● **Extracted text**
==================================================

[PUBLISH]
IN THE UNITED STATES COURT OF APPEALS
FOR THE ELEVENTH CIRCUIT
FILED
________________________ U.S. COURT OF APPEALS
ELEVENTH CIRCUIT
November 15, 2005
No. 05-11143
THOMAS K. KAHN
Non-Argument Calendar CLERK
________________________
D. C. Docket No. 04-00170-CR-ORL-31KRS
UNITED STATES OF AMERICA,
Plaintiff-Appellee,
versus
JOSE EFRAIN IBARRA CANTELLANO,
Defendant-Appellant.
________________________
Appeal from the United States District Court
for the Middle District of Florida
_________________________
(November 15, 2005)
Before ANDERSON, WILSON and PRYOR, Circuit Judges.
PER CURIAM:
This appeal raises four issues, the first three of which are issues of first
impression in this Circuit: (1) whether, under Crawford v. Washington, 541 U.S.
36, 124 S. Ct. 1354 (2004), a warrant of deportation is testimonial evidence subject
to confrontation at trial; (2) whether, under Crawford, a defendant has a right to
confrontation at sentencing; (3) whether, under Shepard v. United States, — U.S.

==================================================

● **Data extract**

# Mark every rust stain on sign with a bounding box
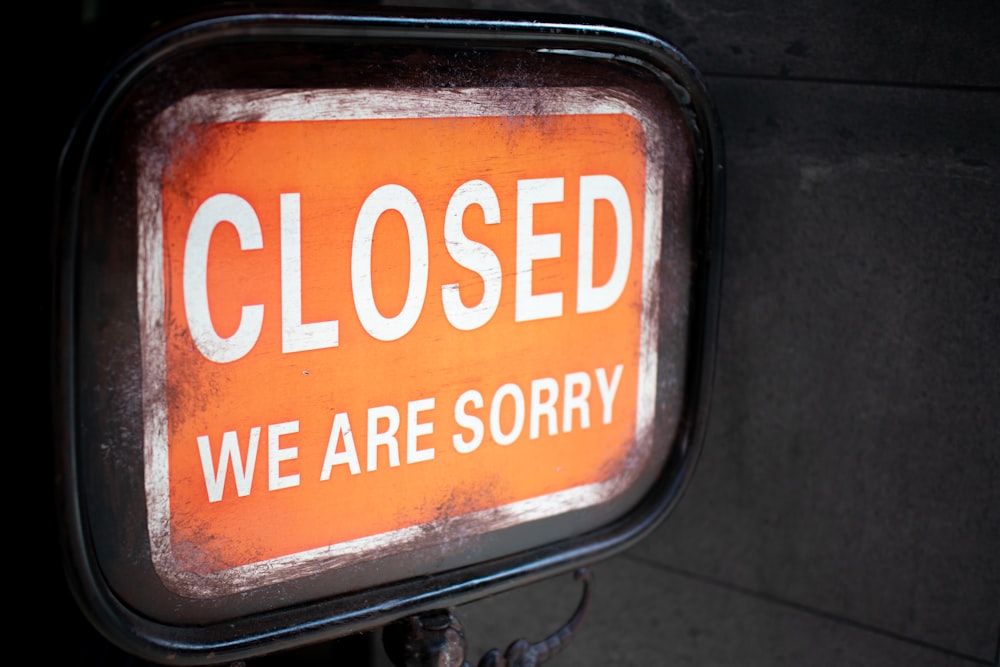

==================================================

● **The tasks**
1. In the court opinion, which court did the appeal come from?
2. Condense the paragraph of the court opinion that begins "UNITED STATES OF AMERICA" into one brief line that gives each party and its role.

● **Responses in order**
1. The United States District Court for the Middle District of Florida.

2. United States of America (plaintiff-appellee) v. Jose Efrain Ibarra Cantellano (defendant-appellant).